Provided data ->

## begin

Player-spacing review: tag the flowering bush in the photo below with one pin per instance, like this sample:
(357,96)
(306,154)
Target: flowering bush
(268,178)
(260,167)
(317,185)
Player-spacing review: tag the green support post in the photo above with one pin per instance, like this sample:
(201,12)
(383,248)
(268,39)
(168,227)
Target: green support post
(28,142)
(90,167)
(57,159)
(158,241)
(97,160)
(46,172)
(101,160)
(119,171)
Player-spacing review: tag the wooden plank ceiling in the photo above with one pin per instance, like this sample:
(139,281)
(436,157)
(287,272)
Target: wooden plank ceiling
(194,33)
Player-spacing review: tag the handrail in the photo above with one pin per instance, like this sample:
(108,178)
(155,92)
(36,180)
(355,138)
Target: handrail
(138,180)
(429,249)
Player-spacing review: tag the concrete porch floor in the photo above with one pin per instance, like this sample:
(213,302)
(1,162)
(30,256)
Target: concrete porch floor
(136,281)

## end
## begin

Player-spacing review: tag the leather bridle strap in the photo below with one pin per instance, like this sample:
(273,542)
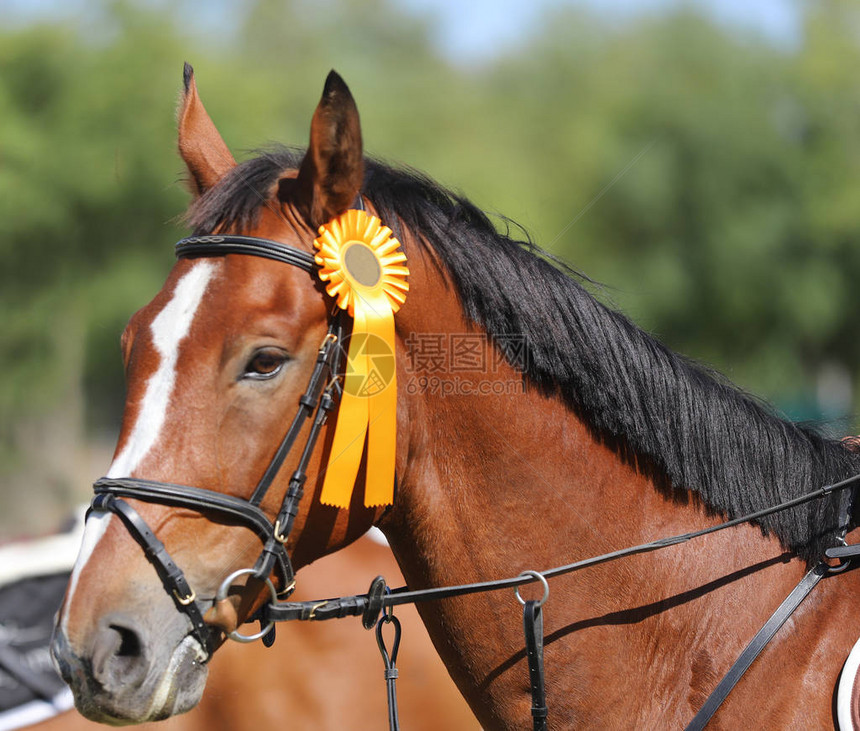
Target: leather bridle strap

## end
## begin

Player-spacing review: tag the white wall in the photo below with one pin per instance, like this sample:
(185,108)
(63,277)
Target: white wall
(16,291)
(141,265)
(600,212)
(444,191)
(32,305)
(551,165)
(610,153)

## end

What to do -> Please tally the lines in the preceding items that contain the word "above", and give only the number.

Completed task -> 4